__Exercise details__
Your answer should consist of each line below that contains the string "target".

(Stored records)
========

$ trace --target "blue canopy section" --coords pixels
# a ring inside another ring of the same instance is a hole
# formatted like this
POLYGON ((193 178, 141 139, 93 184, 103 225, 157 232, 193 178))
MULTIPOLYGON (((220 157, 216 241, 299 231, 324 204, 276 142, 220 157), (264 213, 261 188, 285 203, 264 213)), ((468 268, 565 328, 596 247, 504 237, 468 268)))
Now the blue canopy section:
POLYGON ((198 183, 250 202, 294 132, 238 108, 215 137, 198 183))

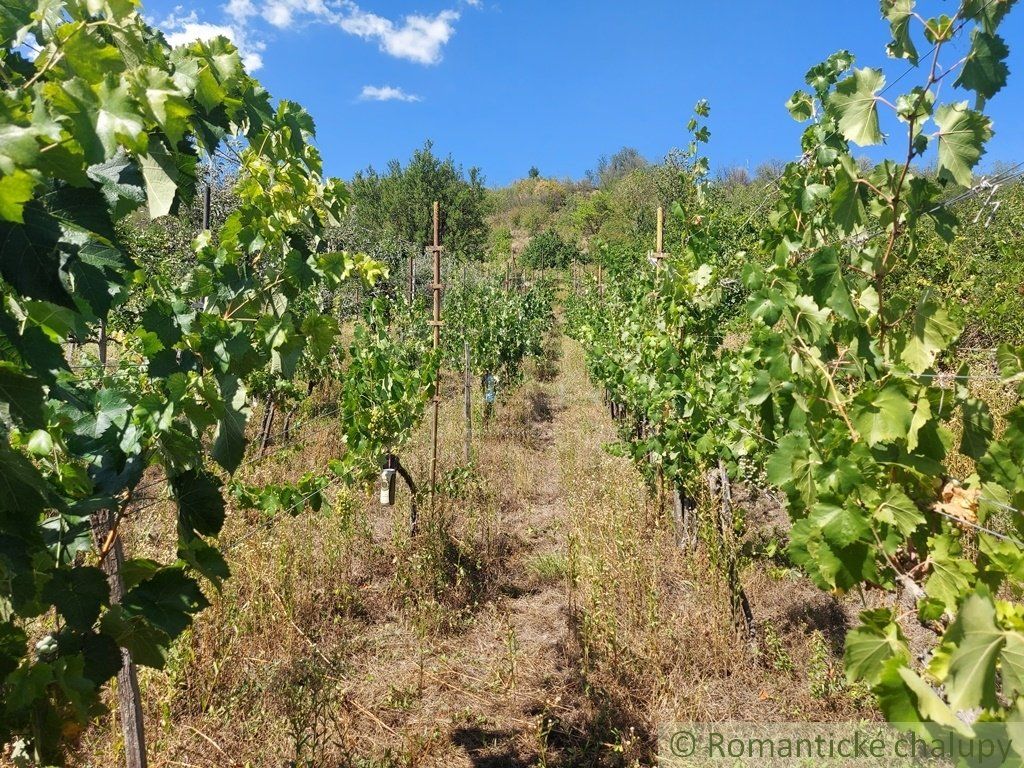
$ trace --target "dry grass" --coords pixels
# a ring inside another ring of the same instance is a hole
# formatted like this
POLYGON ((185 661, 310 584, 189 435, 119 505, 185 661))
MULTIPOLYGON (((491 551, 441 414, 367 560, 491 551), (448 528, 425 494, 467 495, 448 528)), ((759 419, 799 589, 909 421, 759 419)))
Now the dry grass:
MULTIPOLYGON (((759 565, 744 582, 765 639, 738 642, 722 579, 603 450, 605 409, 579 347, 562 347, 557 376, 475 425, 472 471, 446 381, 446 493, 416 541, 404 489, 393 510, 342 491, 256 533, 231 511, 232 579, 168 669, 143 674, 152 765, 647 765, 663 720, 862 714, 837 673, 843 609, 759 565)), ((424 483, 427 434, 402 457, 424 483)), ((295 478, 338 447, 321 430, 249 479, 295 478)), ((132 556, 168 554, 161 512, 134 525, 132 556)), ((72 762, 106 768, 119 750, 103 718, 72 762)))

========

__Response area__
$ trace --target "blue canopy section" --coords pixels
$ trace --target "dry grass" --coords pixels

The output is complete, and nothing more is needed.